PROBLEM A » Reproduce, without any change, the portion of the forum post on aggregated SHAP values in R that opens with the words containing "I have also" and closes with "return(pred)".
PROBLEM B » Resume the forum post about the aggregated SHAP values error in R, continuing from the point at which it stops.
*** Opening GIVEN PASSAGE ***
DALEX
DALEX copied to clipboard
Error when examining aggregated SHAP values in R using tidymodels
I have trained and fitted a C5.0 model with adaptive boosting to predict a binary outcome. This was performed using tidymodels and the parsnip package.
I am now trying to evaluate the model in more detail using DALEX and DALEXtra.
The outcome variable is "yes/no" so I have converted these to binary "1/0". I have created an explainer using the following code with the DALEXtra package:
explain_c50 <-
explain_tidymodels(model = c5_final_fit,
data = final_data_test,
y = y_test,
verbose = F)
I have also created an explainer using only the DALEX package, and encounter the exact same issue:
custom_predict <- function(object, newdata) {
pred <-
predict(object, newdata, type = 'prob')[1] %>%
pull(.pred_F)
return(pred)
}
DALEX_explainerTest <- DALEX::explain(model = c5_final_fit,
data = final_data_test,
predict_function = custom_predict,
y = y_test,
label = "c50-train")
These run without error. However, when I try to run a command to interrogate additive SHAP values I get the following error:
DALEX::shap_aggregated(explainer = explain_c50, new_observations = final_data_test[1:10, ])
*** Closing GIVEN PASSAGE ***
*** Opening DATA SECTION ***
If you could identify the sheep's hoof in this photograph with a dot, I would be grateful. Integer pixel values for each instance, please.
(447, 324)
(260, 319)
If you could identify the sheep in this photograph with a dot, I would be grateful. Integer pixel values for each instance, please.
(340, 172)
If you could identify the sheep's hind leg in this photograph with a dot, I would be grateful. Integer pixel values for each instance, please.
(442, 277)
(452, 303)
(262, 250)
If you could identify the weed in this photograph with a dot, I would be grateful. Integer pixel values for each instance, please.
*** Closing DATA SECTION ***
*** Opening DATA SECTION ***
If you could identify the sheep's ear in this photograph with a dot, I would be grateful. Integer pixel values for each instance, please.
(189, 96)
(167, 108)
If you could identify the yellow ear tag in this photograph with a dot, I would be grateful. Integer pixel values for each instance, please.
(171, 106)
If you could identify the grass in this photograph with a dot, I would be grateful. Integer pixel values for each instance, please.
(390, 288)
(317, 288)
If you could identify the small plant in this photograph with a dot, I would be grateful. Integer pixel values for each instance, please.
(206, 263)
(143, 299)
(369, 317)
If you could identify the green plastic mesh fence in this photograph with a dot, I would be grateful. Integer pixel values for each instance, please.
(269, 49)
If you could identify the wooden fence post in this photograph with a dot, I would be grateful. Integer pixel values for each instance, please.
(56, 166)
*** Closing DATA SECTION ***
WRITTEN REPLY A »
I have also created an explainer using only the DALEX package, and encounter the exact same issue:
custom_predict <- function(object, newdata) {
pred <-
predict(object, newdata, type = 'prob')[1] %>%
pull(.pred_F)
return(pred)

WRITTEN REPLY B »
Error message is always the same, no matter what I try:
Error in `[<-.data.frame`(`*tmp*`, , candidate, value = list(pure_model_prediction = list( :
replacement element 1 is a matrix/data frame of 1 row, need 21
I have tried processing the data slightly differently, tried using the training data (rather than test), etc. The error message is always this way so I assume I am making a fairly fundamental error. I cannot understand why I am getting this error.
Does anyone reading this have any idea?
@hbaniecki I see there is an Inavalid! label added to my post. Have I posted incorrectly?
Hi, thanks for raising the issue. Invalid is meant to denote a bug / something not working as intended.
Oh I understand now. As you might guess, I am an enthusiastic amateur in this world. I am a medical doctor exploring machine learning in Critical Care. Thank you for clarifying!
@hbaniecki According to https://docs.github.com/en/issues/using-labels-and-milestones-to-track-work/managing-labels, "invalid" means that the issue/PR is no longer relevant. Maybe we can replace it by "Bug"?
Labels are described in https://github.com/ModelOriented/DALEX/labels and you can hover over them to read the description. I wouldn't change their names, even if only because it will override labels on all previous issues.
Hi @e05bf027
Thank you for raising the issue. Unfortunately, I'm afraid that without a reproducible example, I won't be able to help. I've tried to create a parsnip C5 model using some dummy dataset, and it worked without any issue both using DALEXtra and the custom function you've provided
library(parsnip)
library(tidymodels)
library(rules)
library(DALEXtra)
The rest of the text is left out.